[Input data]

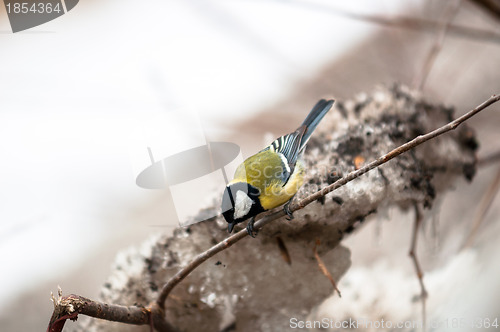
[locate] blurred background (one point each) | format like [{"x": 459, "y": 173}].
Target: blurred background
[{"x": 79, "y": 94}]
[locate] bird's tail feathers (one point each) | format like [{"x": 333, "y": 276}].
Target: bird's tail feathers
[{"x": 313, "y": 118}]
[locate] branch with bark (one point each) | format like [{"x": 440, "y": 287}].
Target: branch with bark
[{"x": 251, "y": 286}]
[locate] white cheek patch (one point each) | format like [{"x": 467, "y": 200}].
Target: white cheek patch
[
  {"x": 242, "y": 205},
  {"x": 285, "y": 162}
]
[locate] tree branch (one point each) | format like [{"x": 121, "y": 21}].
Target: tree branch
[{"x": 179, "y": 276}]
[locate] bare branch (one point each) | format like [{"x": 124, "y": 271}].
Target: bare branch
[
  {"x": 451, "y": 12},
  {"x": 69, "y": 307},
  {"x": 484, "y": 206},
  {"x": 413, "y": 255},
  {"x": 182, "y": 273}
]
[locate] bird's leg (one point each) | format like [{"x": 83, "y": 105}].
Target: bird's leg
[
  {"x": 250, "y": 227},
  {"x": 286, "y": 208}
]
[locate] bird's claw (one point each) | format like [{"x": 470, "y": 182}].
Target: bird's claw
[
  {"x": 250, "y": 229},
  {"x": 287, "y": 210}
]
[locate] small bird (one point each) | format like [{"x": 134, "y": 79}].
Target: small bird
[{"x": 272, "y": 176}]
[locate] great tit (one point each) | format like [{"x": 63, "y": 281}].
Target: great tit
[{"x": 271, "y": 177}]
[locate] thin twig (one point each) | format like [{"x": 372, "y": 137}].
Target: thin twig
[
  {"x": 438, "y": 44},
  {"x": 410, "y": 23},
  {"x": 413, "y": 255},
  {"x": 185, "y": 271},
  {"x": 69, "y": 307},
  {"x": 484, "y": 206},
  {"x": 489, "y": 159},
  {"x": 324, "y": 269}
]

[/Input data]

Problem requirements:
Each line from the start of the listing above through the line with "[locate] bare branch" is what to output, exactly as written and without pictures.

Answer:
[locate] blurred background (one point each) | format like [{"x": 459, "y": 173}].
Target: blurred background
[{"x": 79, "y": 94}]
[locate] bird's tail feathers (one point each) | format like [{"x": 333, "y": 276}].
Target: bird's tail feathers
[{"x": 313, "y": 118}]
[locate] branch with bark (one point each) | format like [{"x": 440, "y": 287}].
Target: branch with bark
[{"x": 251, "y": 286}]
[locate] white cheek patch (one point each) | format like [{"x": 467, "y": 200}].
Target: white cheek patch
[
  {"x": 242, "y": 205},
  {"x": 285, "y": 162}
]
[locate] tree branch (one point each) | format like [{"x": 121, "y": 21}].
Target: tree branch
[{"x": 179, "y": 276}]
[locate] bare branch (one point each) | format like [{"x": 124, "y": 271}].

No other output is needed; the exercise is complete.